⟨
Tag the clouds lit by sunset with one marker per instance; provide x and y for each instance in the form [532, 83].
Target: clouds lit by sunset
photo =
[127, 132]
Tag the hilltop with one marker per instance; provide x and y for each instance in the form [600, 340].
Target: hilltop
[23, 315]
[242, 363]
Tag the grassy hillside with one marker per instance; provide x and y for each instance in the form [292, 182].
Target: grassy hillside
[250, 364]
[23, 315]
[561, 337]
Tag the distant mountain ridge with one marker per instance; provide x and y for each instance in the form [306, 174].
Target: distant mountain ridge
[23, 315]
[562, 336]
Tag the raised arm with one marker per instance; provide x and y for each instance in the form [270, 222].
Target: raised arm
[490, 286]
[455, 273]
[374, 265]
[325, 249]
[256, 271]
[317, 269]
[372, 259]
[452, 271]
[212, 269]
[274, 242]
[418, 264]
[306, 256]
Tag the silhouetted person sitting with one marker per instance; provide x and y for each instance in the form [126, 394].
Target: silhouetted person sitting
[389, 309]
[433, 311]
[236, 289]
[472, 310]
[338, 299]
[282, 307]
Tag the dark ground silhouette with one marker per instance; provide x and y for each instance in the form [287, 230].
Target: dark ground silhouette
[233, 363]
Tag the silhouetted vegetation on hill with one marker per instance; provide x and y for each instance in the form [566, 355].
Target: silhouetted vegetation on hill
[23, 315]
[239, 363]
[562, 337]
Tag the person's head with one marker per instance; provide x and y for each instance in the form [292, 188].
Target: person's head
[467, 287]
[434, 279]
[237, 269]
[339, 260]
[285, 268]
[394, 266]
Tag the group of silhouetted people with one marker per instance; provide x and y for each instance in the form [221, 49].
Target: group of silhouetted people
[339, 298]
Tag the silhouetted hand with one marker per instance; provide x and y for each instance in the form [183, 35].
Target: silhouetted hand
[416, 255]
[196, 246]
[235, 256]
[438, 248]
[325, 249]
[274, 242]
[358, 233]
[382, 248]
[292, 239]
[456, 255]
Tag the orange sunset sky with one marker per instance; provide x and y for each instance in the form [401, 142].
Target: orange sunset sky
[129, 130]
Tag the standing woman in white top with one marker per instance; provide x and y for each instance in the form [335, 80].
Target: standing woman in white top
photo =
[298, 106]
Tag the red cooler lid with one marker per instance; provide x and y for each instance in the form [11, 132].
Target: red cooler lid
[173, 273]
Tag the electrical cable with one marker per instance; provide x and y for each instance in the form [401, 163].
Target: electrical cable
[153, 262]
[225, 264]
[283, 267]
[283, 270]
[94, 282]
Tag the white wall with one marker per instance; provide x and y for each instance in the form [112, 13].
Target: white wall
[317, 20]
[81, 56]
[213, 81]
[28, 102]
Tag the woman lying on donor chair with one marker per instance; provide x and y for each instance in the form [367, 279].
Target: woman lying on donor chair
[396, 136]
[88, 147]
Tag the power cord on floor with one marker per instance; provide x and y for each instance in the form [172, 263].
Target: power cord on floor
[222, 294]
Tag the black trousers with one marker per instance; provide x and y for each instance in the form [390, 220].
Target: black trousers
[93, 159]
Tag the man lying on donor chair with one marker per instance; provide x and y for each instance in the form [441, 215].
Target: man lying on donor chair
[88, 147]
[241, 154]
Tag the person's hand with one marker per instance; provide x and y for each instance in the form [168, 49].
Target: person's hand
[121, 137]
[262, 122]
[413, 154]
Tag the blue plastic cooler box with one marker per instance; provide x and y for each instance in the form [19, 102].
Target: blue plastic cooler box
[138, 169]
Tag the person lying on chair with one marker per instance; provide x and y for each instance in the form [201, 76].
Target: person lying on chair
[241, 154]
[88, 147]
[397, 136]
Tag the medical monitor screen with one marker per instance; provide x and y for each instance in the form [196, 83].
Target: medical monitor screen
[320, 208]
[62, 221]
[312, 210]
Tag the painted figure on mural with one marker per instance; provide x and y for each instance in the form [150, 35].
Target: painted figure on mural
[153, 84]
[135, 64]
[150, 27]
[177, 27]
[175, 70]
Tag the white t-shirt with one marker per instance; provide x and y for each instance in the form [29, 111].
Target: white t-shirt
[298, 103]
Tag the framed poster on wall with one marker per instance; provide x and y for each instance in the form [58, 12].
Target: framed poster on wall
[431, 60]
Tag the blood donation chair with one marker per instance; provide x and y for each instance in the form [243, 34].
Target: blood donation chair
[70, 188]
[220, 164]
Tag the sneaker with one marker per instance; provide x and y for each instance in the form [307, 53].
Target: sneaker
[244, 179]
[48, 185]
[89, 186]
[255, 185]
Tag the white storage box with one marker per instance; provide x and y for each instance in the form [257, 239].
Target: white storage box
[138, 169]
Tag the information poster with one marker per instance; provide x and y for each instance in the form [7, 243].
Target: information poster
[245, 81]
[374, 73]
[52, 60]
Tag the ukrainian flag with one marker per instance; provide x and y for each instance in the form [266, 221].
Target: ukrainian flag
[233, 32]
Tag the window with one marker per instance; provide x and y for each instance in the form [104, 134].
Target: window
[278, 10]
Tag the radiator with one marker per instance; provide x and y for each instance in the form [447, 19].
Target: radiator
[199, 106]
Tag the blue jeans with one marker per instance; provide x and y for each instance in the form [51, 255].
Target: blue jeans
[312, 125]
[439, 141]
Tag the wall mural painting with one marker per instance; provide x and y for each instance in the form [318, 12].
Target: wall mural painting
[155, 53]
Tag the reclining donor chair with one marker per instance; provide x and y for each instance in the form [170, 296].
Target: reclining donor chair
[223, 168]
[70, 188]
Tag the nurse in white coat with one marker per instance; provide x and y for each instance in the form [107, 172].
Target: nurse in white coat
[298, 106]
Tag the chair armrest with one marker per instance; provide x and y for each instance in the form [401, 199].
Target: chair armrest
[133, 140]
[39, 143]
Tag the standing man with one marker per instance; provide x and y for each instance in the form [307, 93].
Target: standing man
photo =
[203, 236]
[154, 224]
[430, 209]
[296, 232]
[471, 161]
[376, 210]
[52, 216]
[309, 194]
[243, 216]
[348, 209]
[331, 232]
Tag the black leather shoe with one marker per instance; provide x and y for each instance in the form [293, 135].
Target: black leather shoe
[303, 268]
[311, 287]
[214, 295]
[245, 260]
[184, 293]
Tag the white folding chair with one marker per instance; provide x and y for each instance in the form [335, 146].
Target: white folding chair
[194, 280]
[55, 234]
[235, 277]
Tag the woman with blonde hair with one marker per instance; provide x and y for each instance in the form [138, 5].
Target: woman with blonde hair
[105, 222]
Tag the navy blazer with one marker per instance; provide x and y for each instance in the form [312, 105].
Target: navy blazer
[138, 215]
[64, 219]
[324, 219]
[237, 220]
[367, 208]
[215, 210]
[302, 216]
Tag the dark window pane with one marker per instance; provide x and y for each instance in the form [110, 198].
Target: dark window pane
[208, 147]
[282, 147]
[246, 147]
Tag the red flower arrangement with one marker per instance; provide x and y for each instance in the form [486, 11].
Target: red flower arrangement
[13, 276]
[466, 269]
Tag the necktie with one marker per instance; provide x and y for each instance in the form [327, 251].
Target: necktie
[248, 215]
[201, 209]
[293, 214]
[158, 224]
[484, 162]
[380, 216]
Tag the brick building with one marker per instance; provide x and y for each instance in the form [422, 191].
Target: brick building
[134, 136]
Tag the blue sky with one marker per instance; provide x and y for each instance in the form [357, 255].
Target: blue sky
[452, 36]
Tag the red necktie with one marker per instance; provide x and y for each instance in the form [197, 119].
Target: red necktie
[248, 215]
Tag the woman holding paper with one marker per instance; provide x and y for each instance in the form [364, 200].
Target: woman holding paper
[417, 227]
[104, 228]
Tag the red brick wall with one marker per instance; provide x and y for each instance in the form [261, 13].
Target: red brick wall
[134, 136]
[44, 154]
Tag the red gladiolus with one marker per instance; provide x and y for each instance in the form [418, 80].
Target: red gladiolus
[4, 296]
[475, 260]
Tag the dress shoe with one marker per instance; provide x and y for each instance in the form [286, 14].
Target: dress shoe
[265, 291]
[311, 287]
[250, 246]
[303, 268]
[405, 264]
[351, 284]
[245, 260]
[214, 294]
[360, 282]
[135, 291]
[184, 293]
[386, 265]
⟩
* _TASK DIRECTIONS_: Repeat exactly the lines above from the line that contains "Tag the white folding" through the end. Include both of these ends; leave out everything else.

* _ANSWER TO THE PROBLEM_:
Tag the white folding chair with one marker per instance; provide x and y for each instance in the form [335, 146].
Target: white folding chair
[194, 280]
[55, 234]
[235, 277]
Tag the woman with blonde hair with one marker per instance; provide x and y for each instance in the form [138, 5].
Target: woman with blonde hair
[105, 222]
Tag the navy blazer with one marker per instance; provide x and y for each instance in the form [312, 105].
Target: navy blazer
[138, 215]
[64, 219]
[324, 219]
[237, 220]
[367, 208]
[215, 210]
[302, 216]
Tag the dark window pane with one marker per instance; provide x and y for each instance in the form [110, 198].
Target: dark window pane
[208, 147]
[282, 147]
[246, 147]
Tag the red flower arrangement with one marker per instance; provide x and y for each instance in the form [486, 11].
Target: red flower arrangement
[13, 276]
[466, 269]
Tag the necktie with one marker per instance; provide x and y for each instance in the form [327, 251].
Target: necktie
[248, 215]
[201, 209]
[293, 214]
[158, 224]
[484, 162]
[380, 216]
Tag the brick building with one marker per instance; provide x and y for each instance in the form [422, 191].
Target: brick building
[134, 136]
Tag the blue sky with one marker per instance; provide x and y for each instance in the form [357, 255].
Target: blue sky
[452, 36]
Tag the red necktie with one marker per instance; provide x and y for each instance in the form [197, 119].
Target: red necktie
[248, 215]
Tag the woman holding paper with one marker per instance; provide x and y for each instance in the form [364, 200].
Target: woman holding paper
[417, 227]
[104, 228]
Tag the red brick wall with one marker per instance; provide x and y for each instance in the form [261, 13].
Target: red brick wall
[134, 136]
[44, 154]
Tag the red gladiolus with one marker per instance; provide x and y for each instance in the form [418, 80].
Target: red gladiolus
[4, 296]
[475, 260]
Tag the dress shoe with one marker per instance; provide x and y for each instance in the form [286, 14].
Target: dress shoe
[265, 291]
[311, 287]
[250, 246]
[303, 268]
[405, 264]
[351, 284]
[245, 260]
[214, 294]
[360, 282]
[135, 291]
[184, 293]
[386, 265]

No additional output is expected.